_WHAT IS NEEDED_. If a line in the data below includes the string "tree", please return a copy of it.

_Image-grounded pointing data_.
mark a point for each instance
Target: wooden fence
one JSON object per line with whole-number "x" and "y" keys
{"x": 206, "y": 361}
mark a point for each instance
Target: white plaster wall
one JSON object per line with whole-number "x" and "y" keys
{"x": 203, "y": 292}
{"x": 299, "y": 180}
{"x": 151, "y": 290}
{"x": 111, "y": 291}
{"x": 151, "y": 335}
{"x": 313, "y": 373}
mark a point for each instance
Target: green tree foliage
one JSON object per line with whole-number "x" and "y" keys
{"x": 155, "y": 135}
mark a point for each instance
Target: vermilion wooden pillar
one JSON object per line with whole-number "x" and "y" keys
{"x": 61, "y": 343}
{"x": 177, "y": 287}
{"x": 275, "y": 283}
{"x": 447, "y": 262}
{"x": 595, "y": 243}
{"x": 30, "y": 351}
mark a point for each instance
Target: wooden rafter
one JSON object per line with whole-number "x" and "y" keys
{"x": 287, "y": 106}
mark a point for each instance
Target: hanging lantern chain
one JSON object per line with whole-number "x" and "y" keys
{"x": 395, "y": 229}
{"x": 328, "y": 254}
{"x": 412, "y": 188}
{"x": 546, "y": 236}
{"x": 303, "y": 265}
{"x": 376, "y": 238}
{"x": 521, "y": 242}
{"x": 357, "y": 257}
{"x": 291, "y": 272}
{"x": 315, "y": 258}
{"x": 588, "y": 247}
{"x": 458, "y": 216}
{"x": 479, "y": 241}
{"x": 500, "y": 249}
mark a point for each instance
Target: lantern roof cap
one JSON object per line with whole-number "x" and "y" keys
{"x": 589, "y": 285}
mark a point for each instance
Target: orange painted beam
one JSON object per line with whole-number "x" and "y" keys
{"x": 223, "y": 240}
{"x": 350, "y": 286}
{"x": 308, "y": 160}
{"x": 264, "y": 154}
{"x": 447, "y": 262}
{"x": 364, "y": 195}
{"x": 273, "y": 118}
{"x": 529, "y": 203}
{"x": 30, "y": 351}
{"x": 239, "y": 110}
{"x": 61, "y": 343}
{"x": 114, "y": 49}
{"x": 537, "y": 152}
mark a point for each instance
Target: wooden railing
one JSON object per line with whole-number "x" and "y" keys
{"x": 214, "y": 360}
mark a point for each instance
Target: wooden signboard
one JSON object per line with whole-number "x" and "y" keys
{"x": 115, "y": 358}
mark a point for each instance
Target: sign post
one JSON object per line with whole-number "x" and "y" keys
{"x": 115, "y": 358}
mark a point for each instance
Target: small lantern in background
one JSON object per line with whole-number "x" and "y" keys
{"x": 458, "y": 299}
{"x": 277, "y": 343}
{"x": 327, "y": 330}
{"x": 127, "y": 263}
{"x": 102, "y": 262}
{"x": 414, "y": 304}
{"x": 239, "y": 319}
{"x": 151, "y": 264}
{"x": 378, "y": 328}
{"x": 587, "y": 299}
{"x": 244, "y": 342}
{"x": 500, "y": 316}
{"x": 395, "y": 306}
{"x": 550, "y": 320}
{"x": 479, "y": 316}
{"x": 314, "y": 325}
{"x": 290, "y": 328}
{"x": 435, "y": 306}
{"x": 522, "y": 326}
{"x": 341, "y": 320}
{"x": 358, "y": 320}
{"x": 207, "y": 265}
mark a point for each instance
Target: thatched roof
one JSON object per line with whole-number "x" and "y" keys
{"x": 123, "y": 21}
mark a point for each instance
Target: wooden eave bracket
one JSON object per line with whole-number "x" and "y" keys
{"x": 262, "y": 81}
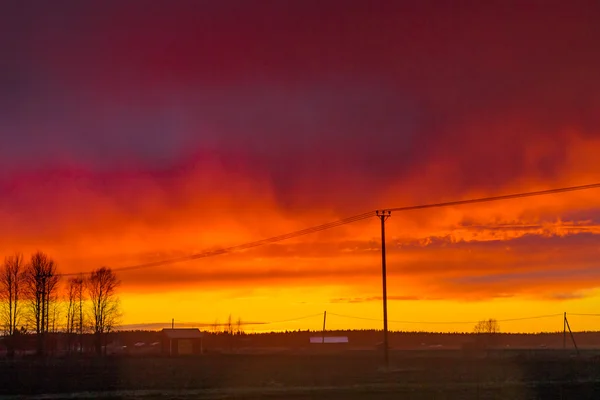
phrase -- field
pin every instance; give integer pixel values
(344, 375)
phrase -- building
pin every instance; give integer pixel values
(181, 341)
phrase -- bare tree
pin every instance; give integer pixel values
(102, 290)
(487, 332)
(239, 326)
(75, 299)
(229, 326)
(489, 326)
(216, 326)
(40, 281)
(11, 277)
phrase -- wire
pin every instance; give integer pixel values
(245, 246)
(446, 322)
(344, 221)
(290, 320)
(498, 198)
(585, 315)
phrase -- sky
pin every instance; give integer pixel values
(139, 131)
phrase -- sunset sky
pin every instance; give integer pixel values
(139, 131)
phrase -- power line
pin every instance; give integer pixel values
(292, 319)
(446, 322)
(344, 221)
(585, 315)
(498, 198)
(245, 246)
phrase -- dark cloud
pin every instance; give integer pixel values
(342, 95)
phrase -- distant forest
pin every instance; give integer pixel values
(366, 339)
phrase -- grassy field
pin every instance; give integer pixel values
(350, 375)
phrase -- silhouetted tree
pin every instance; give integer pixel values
(487, 332)
(229, 327)
(238, 326)
(215, 326)
(11, 277)
(40, 281)
(74, 323)
(489, 326)
(102, 289)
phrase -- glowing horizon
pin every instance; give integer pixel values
(137, 135)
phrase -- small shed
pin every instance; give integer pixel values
(181, 341)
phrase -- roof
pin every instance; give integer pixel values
(329, 339)
(182, 333)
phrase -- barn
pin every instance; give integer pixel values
(181, 341)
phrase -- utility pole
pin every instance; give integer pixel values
(324, 319)
(383, 215)
(565, 331)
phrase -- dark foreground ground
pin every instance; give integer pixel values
(350, 375)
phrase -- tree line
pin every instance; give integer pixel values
(35, 299)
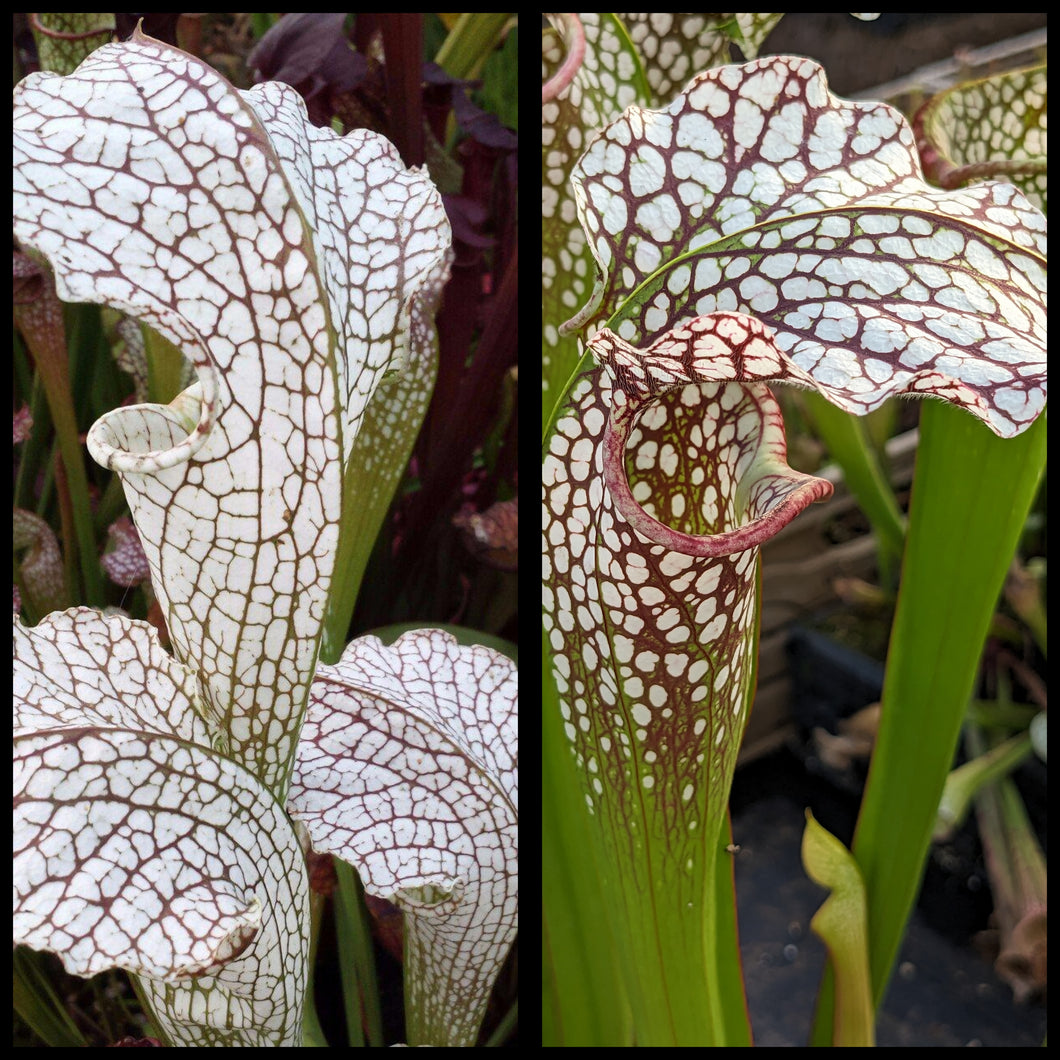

_YOUR RESPONSE_.
Target: green tree foliage
phrase -- bare tree
phrase -- silhouetted tree
phrase -- tree line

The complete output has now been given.